▶ _EXERCISE AIM_:
Restate, word for word, all of the material shown below.

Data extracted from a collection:
========================

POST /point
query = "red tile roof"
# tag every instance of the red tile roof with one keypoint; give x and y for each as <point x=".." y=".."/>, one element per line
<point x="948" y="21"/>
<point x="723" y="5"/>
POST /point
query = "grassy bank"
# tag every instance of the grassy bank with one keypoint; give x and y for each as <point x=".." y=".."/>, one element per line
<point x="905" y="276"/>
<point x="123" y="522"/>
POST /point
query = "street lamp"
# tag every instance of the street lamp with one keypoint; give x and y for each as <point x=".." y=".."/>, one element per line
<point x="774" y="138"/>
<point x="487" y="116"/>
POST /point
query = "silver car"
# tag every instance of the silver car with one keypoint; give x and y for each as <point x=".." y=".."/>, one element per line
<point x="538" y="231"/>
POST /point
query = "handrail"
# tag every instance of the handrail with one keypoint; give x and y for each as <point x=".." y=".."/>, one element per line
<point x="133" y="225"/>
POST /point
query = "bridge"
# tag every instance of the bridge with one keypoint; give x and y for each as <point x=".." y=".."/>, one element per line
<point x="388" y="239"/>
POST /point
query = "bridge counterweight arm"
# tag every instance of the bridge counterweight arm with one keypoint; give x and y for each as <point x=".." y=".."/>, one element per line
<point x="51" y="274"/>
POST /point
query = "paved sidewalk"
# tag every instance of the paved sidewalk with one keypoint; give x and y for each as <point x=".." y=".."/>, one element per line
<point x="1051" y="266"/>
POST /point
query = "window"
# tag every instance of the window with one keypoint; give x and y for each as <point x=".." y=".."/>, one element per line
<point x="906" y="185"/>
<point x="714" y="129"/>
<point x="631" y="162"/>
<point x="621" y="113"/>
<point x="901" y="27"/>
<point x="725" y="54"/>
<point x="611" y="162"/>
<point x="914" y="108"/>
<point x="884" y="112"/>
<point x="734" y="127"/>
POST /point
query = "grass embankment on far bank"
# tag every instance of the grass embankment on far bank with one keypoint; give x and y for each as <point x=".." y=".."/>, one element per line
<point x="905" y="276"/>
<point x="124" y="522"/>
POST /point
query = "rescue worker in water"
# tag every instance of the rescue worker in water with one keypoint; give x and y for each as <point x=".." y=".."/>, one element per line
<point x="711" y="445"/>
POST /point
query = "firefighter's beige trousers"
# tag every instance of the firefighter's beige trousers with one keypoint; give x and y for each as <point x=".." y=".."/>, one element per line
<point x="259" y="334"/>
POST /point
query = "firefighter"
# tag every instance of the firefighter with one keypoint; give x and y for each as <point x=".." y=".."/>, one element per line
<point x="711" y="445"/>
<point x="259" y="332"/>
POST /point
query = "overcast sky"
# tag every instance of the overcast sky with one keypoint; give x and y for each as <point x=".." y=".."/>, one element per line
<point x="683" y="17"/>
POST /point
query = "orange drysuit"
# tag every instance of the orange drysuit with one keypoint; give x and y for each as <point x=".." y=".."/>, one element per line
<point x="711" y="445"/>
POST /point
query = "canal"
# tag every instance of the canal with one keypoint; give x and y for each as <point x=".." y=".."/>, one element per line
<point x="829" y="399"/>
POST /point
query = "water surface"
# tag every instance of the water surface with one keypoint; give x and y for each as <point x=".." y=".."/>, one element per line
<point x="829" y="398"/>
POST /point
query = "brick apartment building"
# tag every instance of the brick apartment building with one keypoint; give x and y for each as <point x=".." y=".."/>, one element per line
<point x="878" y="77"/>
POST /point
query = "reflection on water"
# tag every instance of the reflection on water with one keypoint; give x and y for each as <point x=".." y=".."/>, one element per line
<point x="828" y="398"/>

========================

▶ _TASK OUTPUT_:
POST /point
query = "red tile roof"
# tag every instance of the red tile roof with one keypoint; give x and y for each as <point x=".." y=".."/>, one element per line
<point x="948" y="21"/>
<point x="723" y="5"/>
POST /point
query = "grassy bank"
# tag every instance of the grassy bank with one keypoint; give x and y for each as <point x=".." y=".."/>, one element per line
<point x="905" y="276"/>
<point x="123" y="522"/>
POST /point
query = "street lamp"
# tag every instance of the street lamp with one keypoint; give x and y for each as <point x=".." y=".."/>, one element per line
<point x="774" y="138"/>
<point x="487" y="116"/>
POST /point
query = "silver car"
# tag every instance of the silver car with one keypoint; give x and y for each as <point x=".." y=".."/>, one element per line
<point x="538" y="231"/>
POST /point
query = "handrail"
# tag every instance of the handrail with one keypoint; give x and y for each as <point x=".." y=".."/>, one element per line
<point x="133" y="225"/>
POST /point
query = "bridge"
# tag every instance of the bridge with one keypoint; give x and y for each as <point x=".." y=".."/>, one element per line
<point x="388" y="239"/>
POST /point
query = "bridge counterweight arm"
# tag every instance of the bridge counterweight arm with one keypoint; give x and y for each as <point x=".." y=".."/>, one element per line
<point x="51" y="274"/>
POST /point
query = "paved sidewalk"
# tag every instance of the paved sidewalk with one keypoint; give x and y for each as <point x=".." y=".."/>, one element per line
<point x="1051" y="266"/>
POST /point
query = "window"
# tag every instance of the window with one keypoint; give x and y for each as <point x=".." y=".."/>, one element per line
<point x="906" y="185"/>
<point x="714" y="129"/>
<point x="631" y="162"/>
<point x="621" y="113"/>
<point x="901" y="27"/>
<point x="725" y="54"/>
<point x="611" y="162"/>
<point x="914" y="108"/>
<point x="884" y="112"/>
<point x="734" y="127"/>
POST /point
query = "grass embankment on far bank"
# tag every instance of the grass embankment on far bank with one keypoint; give x and y for each as <point x=".." y=".."/>, one element per line
<point x="905" y="276"/>
<point x="124" y="522"/>
POST /point
query = "rescue worker in water"
# tag every instance of the rescue worker in water with one keypoint; give x and y for each as <point x=".." y=".."/>, one element per line
<point x="711" y="445"/>
POST /point
query = "firefighter's beige trousers"
# tag every instance of the firefighter's beige trousers with one keypoint; give x and y for each as <point x=".." y=".."/>, one element per line
<point x="259" y="334"/>
POST /point
query = "firefighter"
# tag every instance of the firefighter with one keypoint; give x and y for each as <point x=".." y=".."/>, one element per line
<point x="711" y="445"/>
<point x="259" y="332"/>
POST /point
query = "overcast sky"
# tag every instance of the overcast sky with one keypoint; give x and y for each as <point x=".." y=".."/>, one element per line
<point x="683" y="17"/>
POST /point
query = "orange drysuit"
# tag every instance of the orange drysuit with one keypoint; give x and y for each as <point x=".." y=".."/>, one element per line
<point x="711" y="445"/>
POST /point
query = "canal"
# tag every instance of the canal with one keypoint; give x and y for each as <point x=".." y=".."/>, one element per line
<point x="829" y="399"/>
POST /point
query = "water surface"
# tag every instance of the water surface with one keypoint; give x and y for each as <point x=".." y=".."/>, one element per line
<point x="829" y="398"/>
POST /point
query = "brick apartment building"
# tag every instance of the brick apartment building with one keypoint; give x and y for each as <point x=".." y=".."/>, one element per line
<point x="878" y="77"/>
POST /point
query = "reflection on water"
# tag every instance of the reflection on water with one keypoint; give x and y for each as <point x=".." y=".."/>, one element per line
<point x="828" y="398"/>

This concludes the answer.